TASK TO CARRY OUT |
Pull from the records below each line that contains the word "jacket" and copy those lines out in full.

RECORD SET |

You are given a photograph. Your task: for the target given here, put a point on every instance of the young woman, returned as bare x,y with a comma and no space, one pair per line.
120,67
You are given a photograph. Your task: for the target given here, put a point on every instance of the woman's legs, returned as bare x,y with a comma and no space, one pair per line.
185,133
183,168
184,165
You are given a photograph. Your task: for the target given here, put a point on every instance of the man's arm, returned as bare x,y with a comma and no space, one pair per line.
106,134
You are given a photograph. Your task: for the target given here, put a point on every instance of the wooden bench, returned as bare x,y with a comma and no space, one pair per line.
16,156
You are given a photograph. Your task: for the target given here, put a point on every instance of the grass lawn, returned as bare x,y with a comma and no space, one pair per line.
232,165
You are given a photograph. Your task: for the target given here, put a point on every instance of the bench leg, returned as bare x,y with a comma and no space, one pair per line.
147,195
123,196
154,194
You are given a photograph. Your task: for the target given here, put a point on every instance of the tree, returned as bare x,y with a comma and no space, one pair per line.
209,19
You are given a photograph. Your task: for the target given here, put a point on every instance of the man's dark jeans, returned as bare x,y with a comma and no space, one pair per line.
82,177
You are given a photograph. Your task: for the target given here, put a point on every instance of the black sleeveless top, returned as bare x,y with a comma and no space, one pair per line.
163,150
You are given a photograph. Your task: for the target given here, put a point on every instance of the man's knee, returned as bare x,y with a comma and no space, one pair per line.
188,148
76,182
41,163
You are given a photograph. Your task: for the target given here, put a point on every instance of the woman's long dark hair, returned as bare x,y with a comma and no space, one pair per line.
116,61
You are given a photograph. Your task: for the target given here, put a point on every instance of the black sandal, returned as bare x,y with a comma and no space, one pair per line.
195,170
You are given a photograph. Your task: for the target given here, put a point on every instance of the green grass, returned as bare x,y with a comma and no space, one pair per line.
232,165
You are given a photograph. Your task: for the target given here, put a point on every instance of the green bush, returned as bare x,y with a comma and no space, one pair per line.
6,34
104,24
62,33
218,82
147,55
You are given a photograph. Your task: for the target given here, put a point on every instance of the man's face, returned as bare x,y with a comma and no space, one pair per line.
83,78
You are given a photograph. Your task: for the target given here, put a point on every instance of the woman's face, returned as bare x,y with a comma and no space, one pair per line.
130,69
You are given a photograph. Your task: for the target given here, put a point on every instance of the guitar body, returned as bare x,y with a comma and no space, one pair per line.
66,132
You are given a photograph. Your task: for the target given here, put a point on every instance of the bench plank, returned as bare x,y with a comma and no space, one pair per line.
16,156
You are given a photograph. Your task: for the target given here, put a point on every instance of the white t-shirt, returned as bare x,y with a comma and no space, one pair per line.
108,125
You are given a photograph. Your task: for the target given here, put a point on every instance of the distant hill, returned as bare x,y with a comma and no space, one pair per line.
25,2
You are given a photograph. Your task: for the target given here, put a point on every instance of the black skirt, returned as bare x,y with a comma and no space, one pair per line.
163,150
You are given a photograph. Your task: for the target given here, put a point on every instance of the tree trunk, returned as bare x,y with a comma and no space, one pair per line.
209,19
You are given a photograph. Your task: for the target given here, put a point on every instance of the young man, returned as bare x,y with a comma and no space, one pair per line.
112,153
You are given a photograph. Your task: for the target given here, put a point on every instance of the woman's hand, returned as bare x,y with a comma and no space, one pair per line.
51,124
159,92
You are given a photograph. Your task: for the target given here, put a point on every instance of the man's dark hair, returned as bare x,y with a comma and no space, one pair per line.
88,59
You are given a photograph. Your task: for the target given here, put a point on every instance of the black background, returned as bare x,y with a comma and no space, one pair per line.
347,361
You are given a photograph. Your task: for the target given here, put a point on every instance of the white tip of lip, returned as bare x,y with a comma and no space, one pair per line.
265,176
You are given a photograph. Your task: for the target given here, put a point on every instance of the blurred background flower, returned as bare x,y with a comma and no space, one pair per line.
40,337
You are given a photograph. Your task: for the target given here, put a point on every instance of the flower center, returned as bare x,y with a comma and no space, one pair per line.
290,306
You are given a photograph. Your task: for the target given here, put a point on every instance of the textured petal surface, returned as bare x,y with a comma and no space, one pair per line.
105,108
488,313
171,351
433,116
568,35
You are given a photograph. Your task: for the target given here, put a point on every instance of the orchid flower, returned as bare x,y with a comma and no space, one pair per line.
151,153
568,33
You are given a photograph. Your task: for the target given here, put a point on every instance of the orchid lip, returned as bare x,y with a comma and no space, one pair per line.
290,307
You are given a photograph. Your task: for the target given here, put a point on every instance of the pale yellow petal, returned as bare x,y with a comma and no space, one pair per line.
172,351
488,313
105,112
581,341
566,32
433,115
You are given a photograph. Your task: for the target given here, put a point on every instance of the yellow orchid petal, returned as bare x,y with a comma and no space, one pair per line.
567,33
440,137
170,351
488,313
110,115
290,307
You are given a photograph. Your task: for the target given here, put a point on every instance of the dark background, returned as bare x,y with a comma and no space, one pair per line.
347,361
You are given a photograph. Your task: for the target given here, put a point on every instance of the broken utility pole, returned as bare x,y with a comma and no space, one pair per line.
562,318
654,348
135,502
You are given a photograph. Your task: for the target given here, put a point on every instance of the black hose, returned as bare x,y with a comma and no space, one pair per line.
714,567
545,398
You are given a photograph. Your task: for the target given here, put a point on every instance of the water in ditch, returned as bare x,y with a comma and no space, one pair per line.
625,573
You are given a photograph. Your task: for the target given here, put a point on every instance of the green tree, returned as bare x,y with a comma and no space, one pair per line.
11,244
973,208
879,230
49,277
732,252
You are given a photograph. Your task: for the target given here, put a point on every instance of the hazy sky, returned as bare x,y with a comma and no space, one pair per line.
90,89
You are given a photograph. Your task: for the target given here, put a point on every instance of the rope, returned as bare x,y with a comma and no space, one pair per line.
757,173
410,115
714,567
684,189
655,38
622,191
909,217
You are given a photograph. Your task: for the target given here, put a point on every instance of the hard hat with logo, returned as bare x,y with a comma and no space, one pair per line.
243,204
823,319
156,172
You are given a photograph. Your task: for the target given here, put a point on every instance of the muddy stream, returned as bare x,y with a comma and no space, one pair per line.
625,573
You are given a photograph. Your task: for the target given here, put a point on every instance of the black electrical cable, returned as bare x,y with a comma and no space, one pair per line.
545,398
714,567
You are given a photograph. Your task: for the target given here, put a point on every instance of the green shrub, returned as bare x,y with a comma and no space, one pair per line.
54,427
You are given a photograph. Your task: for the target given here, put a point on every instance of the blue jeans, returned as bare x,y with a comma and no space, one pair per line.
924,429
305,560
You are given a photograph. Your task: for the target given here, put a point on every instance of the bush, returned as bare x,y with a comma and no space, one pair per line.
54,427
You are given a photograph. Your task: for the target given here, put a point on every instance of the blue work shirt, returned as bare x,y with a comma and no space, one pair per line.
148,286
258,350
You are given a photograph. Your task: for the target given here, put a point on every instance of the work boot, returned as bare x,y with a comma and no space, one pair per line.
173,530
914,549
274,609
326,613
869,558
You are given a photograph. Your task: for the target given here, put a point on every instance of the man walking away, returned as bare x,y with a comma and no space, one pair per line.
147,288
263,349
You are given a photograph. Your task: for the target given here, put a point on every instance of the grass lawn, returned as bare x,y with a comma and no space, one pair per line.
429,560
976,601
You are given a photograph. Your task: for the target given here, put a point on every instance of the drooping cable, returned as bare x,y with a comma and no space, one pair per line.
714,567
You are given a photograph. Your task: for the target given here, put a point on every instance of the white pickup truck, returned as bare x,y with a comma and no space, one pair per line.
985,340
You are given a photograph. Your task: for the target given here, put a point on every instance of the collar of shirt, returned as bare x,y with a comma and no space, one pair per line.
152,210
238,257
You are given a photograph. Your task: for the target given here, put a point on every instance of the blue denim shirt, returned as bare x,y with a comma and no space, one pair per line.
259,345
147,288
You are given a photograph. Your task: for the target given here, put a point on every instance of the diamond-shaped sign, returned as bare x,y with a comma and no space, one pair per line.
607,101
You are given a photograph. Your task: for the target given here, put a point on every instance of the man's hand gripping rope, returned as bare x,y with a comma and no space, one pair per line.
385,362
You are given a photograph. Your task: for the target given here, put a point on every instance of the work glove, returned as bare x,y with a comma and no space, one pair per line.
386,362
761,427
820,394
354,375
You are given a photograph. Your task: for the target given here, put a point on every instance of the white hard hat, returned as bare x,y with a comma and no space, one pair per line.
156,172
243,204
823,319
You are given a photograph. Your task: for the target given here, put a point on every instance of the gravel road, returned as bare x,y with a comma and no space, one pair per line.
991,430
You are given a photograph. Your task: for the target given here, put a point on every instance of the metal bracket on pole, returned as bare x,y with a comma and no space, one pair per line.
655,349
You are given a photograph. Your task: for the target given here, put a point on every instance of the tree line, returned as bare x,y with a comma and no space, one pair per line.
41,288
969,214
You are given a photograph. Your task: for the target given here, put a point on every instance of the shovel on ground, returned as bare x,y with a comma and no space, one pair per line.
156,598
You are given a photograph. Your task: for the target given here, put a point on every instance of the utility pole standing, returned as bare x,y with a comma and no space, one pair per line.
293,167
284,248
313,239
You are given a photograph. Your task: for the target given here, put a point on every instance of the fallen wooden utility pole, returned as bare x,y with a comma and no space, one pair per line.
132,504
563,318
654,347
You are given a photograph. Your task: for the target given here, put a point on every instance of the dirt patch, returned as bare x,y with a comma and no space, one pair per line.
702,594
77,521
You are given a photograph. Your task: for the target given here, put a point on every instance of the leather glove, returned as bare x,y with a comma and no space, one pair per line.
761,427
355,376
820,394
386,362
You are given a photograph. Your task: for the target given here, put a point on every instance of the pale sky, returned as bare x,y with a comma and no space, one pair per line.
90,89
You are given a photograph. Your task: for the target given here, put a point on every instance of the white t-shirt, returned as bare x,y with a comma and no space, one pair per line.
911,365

==

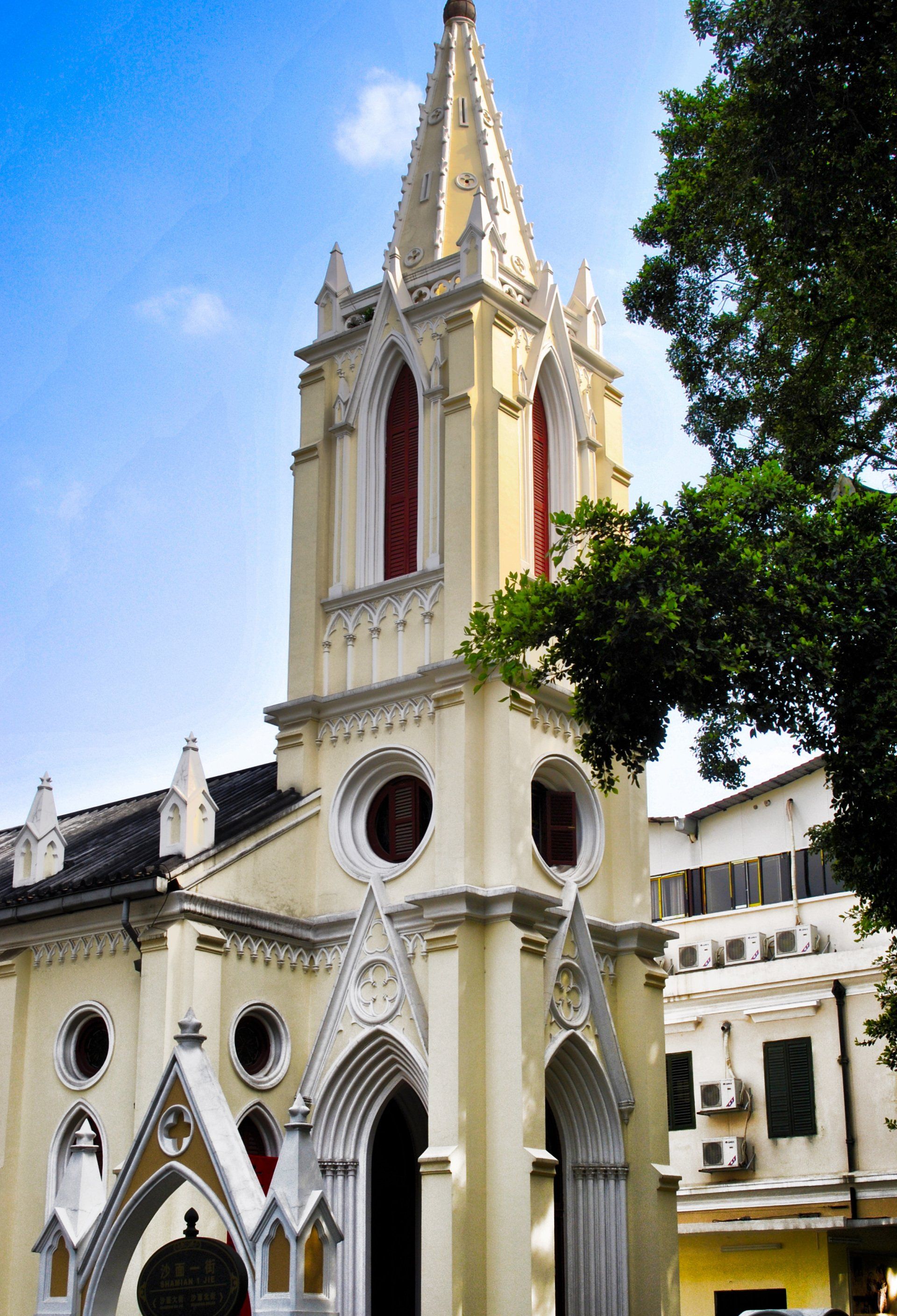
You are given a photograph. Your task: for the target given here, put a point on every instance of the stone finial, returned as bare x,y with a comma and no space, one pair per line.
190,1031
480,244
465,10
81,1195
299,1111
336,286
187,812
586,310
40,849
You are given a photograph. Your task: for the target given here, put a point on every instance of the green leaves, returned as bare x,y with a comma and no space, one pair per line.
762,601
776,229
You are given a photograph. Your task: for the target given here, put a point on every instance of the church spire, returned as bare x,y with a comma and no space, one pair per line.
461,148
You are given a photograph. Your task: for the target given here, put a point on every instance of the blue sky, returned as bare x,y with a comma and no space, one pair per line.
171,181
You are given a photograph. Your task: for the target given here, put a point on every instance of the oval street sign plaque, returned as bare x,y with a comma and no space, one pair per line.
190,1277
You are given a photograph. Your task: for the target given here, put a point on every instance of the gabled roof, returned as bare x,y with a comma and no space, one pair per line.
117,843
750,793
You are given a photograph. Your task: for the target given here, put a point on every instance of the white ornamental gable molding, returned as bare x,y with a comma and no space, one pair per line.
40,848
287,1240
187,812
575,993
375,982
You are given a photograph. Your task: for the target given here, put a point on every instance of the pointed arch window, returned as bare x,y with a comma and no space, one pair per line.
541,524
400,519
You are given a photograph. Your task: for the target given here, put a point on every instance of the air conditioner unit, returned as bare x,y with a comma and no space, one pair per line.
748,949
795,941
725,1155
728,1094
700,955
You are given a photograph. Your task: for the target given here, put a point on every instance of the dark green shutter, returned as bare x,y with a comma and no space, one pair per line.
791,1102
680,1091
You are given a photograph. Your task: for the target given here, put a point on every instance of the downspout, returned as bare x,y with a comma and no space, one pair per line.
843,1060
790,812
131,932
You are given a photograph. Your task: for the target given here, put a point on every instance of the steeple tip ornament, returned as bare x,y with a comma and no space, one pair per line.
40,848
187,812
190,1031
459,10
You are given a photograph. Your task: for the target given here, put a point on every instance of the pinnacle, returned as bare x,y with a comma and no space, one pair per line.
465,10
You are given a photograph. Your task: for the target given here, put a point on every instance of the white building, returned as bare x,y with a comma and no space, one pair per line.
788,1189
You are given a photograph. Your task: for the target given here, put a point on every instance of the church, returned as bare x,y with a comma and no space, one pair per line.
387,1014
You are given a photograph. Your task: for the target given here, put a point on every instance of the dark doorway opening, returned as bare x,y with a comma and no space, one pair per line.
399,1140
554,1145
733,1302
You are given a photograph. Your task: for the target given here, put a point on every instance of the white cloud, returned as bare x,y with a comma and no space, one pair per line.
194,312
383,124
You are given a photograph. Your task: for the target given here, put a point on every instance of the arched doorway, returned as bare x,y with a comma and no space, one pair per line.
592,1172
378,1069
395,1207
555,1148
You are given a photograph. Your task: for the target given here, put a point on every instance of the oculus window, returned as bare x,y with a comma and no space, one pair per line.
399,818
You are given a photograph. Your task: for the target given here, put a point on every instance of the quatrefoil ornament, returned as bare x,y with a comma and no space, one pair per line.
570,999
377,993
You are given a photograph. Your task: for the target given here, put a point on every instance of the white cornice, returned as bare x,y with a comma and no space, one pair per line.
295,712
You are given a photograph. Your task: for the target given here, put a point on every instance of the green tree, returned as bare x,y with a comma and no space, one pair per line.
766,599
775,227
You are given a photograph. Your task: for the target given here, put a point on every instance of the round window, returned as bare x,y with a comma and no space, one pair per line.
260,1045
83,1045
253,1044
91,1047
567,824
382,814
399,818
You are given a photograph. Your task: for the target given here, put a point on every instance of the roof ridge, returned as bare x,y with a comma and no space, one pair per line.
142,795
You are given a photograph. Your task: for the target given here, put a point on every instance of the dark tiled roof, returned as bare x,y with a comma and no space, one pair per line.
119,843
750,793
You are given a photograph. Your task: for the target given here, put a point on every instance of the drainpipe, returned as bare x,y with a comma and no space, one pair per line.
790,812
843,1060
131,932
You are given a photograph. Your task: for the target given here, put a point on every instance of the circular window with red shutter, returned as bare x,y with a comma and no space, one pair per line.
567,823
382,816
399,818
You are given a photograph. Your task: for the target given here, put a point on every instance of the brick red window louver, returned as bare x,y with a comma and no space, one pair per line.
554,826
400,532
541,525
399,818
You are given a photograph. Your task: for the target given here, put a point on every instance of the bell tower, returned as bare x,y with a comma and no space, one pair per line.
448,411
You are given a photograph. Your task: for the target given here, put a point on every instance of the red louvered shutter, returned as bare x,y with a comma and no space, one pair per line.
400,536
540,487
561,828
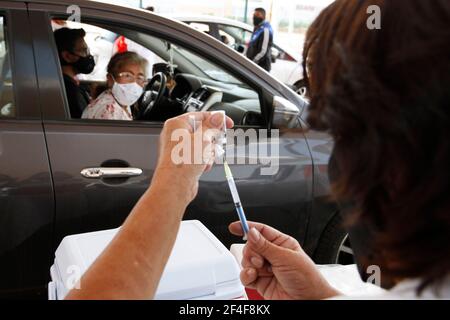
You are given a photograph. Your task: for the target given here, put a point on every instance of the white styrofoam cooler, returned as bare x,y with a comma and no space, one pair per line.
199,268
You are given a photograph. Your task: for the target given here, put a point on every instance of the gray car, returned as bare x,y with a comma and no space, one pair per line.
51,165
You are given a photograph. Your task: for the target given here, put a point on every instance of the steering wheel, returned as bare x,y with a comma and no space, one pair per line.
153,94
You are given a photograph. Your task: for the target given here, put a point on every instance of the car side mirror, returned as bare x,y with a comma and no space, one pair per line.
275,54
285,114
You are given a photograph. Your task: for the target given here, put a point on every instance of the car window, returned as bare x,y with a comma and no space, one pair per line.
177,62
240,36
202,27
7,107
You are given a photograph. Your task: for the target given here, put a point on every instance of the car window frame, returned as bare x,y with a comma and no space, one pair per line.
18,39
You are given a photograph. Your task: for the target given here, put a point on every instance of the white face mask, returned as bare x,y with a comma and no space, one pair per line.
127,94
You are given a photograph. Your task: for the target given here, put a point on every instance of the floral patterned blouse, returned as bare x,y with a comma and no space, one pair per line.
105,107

...

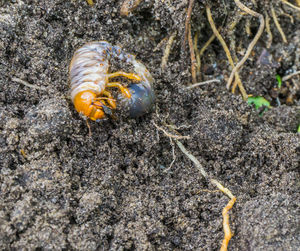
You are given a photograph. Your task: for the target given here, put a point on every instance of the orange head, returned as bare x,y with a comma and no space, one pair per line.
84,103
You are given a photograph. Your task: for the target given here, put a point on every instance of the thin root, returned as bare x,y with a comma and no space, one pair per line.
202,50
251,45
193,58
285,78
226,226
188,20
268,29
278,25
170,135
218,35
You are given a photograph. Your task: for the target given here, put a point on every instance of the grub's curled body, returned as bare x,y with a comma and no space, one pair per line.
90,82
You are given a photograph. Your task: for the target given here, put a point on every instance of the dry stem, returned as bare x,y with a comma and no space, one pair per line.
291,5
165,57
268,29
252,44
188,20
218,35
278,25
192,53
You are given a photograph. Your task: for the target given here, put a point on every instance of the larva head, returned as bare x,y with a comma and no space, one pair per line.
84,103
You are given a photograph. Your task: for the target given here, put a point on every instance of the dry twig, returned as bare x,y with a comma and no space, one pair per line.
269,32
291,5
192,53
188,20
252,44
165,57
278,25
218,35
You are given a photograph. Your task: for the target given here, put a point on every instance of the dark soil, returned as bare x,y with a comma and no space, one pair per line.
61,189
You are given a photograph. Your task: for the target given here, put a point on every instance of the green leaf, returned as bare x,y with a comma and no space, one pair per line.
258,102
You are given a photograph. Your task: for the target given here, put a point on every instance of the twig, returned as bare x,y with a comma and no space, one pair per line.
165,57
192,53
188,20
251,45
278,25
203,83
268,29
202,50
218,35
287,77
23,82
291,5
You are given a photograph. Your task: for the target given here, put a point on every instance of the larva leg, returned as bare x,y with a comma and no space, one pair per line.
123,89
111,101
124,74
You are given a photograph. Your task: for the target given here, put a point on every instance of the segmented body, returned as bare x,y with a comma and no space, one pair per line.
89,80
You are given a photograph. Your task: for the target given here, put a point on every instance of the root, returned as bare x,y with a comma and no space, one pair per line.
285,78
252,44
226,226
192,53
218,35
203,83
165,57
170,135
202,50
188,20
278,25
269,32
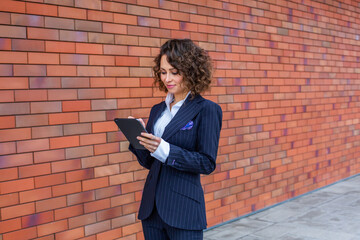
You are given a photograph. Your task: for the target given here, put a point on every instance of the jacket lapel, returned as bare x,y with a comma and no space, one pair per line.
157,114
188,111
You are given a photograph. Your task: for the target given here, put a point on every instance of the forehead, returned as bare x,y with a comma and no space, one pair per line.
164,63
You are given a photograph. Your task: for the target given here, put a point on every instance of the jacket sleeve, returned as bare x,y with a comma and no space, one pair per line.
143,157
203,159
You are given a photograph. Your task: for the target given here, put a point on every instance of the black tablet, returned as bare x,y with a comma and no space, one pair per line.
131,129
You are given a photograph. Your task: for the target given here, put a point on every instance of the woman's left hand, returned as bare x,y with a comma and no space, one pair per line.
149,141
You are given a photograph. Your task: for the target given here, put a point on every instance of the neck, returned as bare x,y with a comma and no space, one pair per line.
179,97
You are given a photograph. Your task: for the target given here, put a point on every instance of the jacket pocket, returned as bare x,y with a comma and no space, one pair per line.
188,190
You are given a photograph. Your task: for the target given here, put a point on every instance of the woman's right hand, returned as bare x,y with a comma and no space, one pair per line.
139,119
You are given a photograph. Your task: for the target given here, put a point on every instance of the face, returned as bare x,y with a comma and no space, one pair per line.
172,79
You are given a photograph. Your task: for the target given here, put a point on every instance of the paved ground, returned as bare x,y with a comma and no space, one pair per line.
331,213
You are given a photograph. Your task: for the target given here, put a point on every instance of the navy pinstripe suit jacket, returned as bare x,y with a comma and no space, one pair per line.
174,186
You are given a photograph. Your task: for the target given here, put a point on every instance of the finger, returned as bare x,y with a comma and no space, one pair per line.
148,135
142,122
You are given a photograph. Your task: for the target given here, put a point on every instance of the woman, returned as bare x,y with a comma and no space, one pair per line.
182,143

SOLVED EXERCISE |
You are given a photograph. Your task: for the target given here, put a point on every instance of the jacket lapel, returned as bare x,y with a comma and no space, one pair per line.
You are given a photograph. Your task: for the target given here, put a point on every instance of the jacket sleeve, returned as bare x,y with a comma and no space, one pair per line.
You are given a photograph. Your task: for the target given here, put a point on every instance of the jacket pocket, returned as bare x,y with a comma and no space, one pair per line.
You are given a photograph. Your task: for the target given here, put a point on every instance of the navy pinstripe suit jacket, returned as bare x,y with a comma and no space, one pair per line.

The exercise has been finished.